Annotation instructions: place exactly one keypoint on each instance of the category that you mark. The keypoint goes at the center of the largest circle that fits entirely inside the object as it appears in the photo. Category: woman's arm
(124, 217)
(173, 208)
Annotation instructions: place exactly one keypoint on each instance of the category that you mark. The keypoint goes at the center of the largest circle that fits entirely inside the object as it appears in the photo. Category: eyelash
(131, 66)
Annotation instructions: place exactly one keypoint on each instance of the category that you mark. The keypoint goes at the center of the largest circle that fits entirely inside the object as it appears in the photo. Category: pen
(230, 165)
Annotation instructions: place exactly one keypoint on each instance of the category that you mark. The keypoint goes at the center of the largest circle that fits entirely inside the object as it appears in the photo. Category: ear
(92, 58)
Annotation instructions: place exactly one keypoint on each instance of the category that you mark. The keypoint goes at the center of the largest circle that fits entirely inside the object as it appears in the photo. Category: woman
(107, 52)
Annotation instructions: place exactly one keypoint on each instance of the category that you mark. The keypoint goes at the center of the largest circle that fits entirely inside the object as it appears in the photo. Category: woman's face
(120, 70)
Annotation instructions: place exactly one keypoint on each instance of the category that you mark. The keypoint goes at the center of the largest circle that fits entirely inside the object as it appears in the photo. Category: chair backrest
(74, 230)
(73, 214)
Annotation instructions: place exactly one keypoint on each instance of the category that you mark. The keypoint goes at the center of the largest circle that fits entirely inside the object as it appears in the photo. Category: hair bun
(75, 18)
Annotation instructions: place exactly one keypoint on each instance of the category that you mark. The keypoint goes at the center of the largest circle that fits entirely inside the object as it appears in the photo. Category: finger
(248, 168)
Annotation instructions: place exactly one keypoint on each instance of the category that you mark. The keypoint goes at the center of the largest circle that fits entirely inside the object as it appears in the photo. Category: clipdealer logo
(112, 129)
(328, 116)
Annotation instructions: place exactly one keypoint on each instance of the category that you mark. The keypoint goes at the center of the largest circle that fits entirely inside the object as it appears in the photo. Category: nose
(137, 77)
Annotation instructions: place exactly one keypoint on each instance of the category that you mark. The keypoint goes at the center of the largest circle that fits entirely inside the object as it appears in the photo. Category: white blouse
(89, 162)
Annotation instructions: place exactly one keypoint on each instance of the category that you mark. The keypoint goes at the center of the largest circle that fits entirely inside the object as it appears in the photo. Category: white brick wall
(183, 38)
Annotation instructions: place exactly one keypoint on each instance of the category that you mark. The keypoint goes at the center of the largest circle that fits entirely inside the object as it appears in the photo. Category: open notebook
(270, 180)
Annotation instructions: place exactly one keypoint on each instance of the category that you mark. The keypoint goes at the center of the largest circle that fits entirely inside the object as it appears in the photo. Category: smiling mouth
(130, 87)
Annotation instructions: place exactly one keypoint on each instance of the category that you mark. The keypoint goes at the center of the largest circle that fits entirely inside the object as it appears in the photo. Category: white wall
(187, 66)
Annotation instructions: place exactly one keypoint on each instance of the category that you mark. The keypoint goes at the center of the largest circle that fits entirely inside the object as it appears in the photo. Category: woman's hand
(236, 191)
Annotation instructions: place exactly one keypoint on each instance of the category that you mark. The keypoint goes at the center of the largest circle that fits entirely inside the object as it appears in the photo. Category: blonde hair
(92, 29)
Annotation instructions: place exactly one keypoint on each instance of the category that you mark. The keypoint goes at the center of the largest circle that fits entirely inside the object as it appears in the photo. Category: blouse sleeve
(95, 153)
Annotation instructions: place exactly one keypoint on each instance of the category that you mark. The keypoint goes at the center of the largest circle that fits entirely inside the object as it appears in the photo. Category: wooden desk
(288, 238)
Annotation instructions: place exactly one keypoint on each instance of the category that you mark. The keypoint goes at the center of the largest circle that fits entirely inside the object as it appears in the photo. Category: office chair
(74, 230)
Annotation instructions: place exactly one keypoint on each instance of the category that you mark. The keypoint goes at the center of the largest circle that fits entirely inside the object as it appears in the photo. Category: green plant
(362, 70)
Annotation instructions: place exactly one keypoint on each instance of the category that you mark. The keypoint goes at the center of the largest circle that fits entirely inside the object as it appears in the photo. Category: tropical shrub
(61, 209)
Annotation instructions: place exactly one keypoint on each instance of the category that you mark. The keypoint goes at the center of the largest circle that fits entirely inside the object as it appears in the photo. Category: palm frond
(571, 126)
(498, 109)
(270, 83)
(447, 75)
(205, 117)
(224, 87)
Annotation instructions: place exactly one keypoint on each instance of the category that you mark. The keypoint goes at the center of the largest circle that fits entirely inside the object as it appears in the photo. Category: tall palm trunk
====================
**Directive**: Exactly reproduce every line found in the records.

**The output**:
Annotation instructions: place exactly one keypoint on each instance of the category that you mark. The keypoint goes at the center of the largest circle that fits entirely inside the object as it appears in the photo. Category: woman's arm
(124, 217)
(173, 208)
Annotation instructions: place exactly one keypoint on each instance of the category that you mark. The keypoint goes at the center of the largest circle that fits entirely inside the object as it appears in the photo. Category: eyelash
(131, 66)
Annotation instructions: place exactly one keypoint on each instance of the category that you mark. The keypoint goes at the center of the largest circle that fits entirely inside the object as it appears in the photo. Category: pen
(230, 165)
Annotation instructions: place exactly one keypoint on each instance of the category that you mark. The keypoint goes at the center of the largest circle that fits entirely inside the object as it appears in the photo. Category: ear
(92, 58)
Annotation instructions: place exactly one keypoint on each instance of the category that you mark. The keypoint goes at the center of the largest circle that fits entirely inside the object as it appears in the photo. Category: woman
(107, 52)
Annotation instructions: place exactly one keypoint on each instance of the category that you mark. The keypoint goes at the center of the largest circle that fits entirely inside the object as it appears in the photo. Category: woman's face
(120, 70)
Annotation instructions: place exactly one keypoint on each instance of the category that you mark. The keypoint goes at the center of the largest circle that fits entirely inside the object as it appears in the photo. Category: chair backrest
(74, 230)
(73, 214)
Annotation instructions: place exactly one keypoint on each instance of the category that you mark. The keypoint goes at the center of the largest circle that fits entirely inside the object as it appears in the photo. Category: hair bun
(75, 18)
Annotation instructions: place exactly one keypoint on each instance of the category that you mark. The keypoint goes at the center of the largest circle that fits entirely inside the object as it appears in the photo. Category: finger
(248, 168)
Annotation instructions: place exactly one keypoint on each instance of the category that you mark. The keypoint goes at the center of the largest circle that fits entirely inside the object as it appears in the photo. Category: clipdealer logo
(112, 129)
(328, 116)
Annotation instructions: place exactly one keypoint on each instance of the category that you mark. The keypoint goes at the center of the largest circle that fits entirely inside the object as it appears in the photo. Category: nose
(137, 77)
Annotation instructions: place exactly one keypoint on each instance of the category that you mark. The keypoint goes at the center of the largest circle that fits entirely inside the object as it appears in the photo. Category: white blouse
(89, 162)
Annotation instructions: place exactly one keypoint on each instance of the category that you mark. The keypoint goes at the center of the largest circle that fits entirely inside the object as it appears in the photo. Category: white brick wall
(183, 38)
Annotation instructions: place exactly one keypoint on each instance of the category that you mark. The keypoint goes at the center of the largest circle that fits entirely inside the object as it appears in the photo. Category: open notebook
(270, 180)
Annotation instructions: place exactly one keypoint on each instance of the category that you mark. The keypoint goes at the center of the largest circle that fits entirely inside the object as it appears in the photo. Category: smiling mouth
(130, 87)
Annotation instructions: place exactly one keypoint on each instance of the category that you mark. The keypoint goes at the center of the largest circle that fits entirely inside the object as it appears in the photo. Category: white wall
(187, 66)
Annotation instructions: place exactly one keypoint on each instance of the category that you mark. The keypoint goes at the center of the largest circle that fits entirely inside the object as it appears in the photo. Category: woman's hand
(236, 191)
Annotation instructions: place exactly one keypoint on each instance of the category that you mark. The keypoint goes at the center of the largest circle that fits entirely inside the object as it appears in the photo. Category: blonde hair
(92, 29)
Annotation instructions: place exactly one keypoint on each instance of the category that you mark. The keypoint goes at the center of the largest circle that fits entirely inside the object as it appears in the photo. Category: blouse sleeve
(95, 153)
Annotation instructions: place exactly one keypoint on each instance of the category that you mark. The keypoint goes at the center of the largest circle that fits entirely inside the object as it appears in the photo. Category: wooden desk
(288, 238)
Annotation instructions: place exactly one keypoint on each instance of the category that you mark. The keypoint goes at the center of the largest circle that fits entirely inside the object as it appears in the photo. Category: office chair
(74, 230)
Annotation instructions: place exactly one keypoint on each instance of the category that you mark. The keypoint goes at the center of the largest circle that fits entirely inside the object as it appears in the photo. Category: green plant
(362, 70)
Annotation instructions: place exactly one keypoint on each instance of the category that you mark. The keypoint goes at the center of the largest circle that fits entirely inside the object as it appears in the photo. Category: tropical shrub
(61, 209)
Annotation instructions: place exactly one keypoint on each instance of the category that you mark. The keypoint goes at the center of the largest circle that fits entirely inside the object as it appears in the photo. Category: palm frond
(571, 126)
(498, 109)
(270, 83)
(447, 75)
(205, 117)
(224, 87)
Annotation instructions: place exactly one keypoint on each instance of the category that you mark. The keypoint goes at the center of the largest circle that fits entirely inside the object as it appears in the photo. Category: tall palm trunk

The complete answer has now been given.